### [STORED RECORDS]
▬▬▬

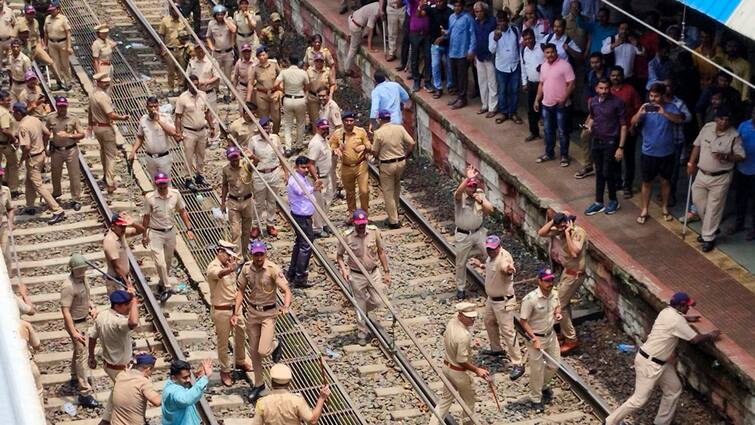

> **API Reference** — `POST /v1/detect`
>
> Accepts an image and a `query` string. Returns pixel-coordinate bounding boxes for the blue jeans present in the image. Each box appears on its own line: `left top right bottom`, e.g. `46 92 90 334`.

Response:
495 66 522 115
540 100 569 158
430 44 453 90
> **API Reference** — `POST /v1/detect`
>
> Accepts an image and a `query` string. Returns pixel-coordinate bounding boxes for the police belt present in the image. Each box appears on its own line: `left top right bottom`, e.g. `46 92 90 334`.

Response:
639 348 666 366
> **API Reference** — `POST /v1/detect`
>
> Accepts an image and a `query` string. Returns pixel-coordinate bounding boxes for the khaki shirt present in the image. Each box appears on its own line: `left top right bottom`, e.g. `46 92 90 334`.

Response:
110 369 157 425
372 123 414 161
60 275 91 320
252 389 312 425
520 288 560 335
443 316 472 366
694 122 745 173
275 65 309 96
238 260 288 306
176 90 207 130
641 306 697 361
454 189 485 231
328 126 372 166
89 309 132 365
45 112 84 148
142 187 186 229
338 224 383 272
485 248 514 301
89 87 113 124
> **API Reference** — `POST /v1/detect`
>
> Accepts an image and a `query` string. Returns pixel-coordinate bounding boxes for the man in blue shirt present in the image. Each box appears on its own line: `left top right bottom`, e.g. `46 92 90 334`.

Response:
161 359 212 425
632 83 684 224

▬▬▬

### [WHAT IS NEEDED]
Which lines of the material above contain the word "Returns"? Copy each of them out in full.

### [COMPLETE OUTPUT]
> Accepts an image and a `query` string. Returns pixel-coordinate bounding boxes for the blue jeans present in the image. Each box appears on its own line: `left top right bottom`, e.g. `46 92 90 334`.
> Accepts an image and a `query` string. Returns pixel-coordinate bounding boxes for the police belt present in the image. Each box appears on its own line: `left top right bottom`, e.g. `46 92 90 334`.
> Accepts an image and a `query` string. Returns pixel-coordinate bounding boxes for the khaki shirt present in the image. Each box appears on its own line: `left top right bottom`, e.g. `46 92 90 334`.
> Accepts an image and a `query` string. Returns pixel-coordinate bounding boxes for the man in blue shirt present in the image. Each box appears on its own line: `left top right bottom`, e.g. `46 92 90 334`.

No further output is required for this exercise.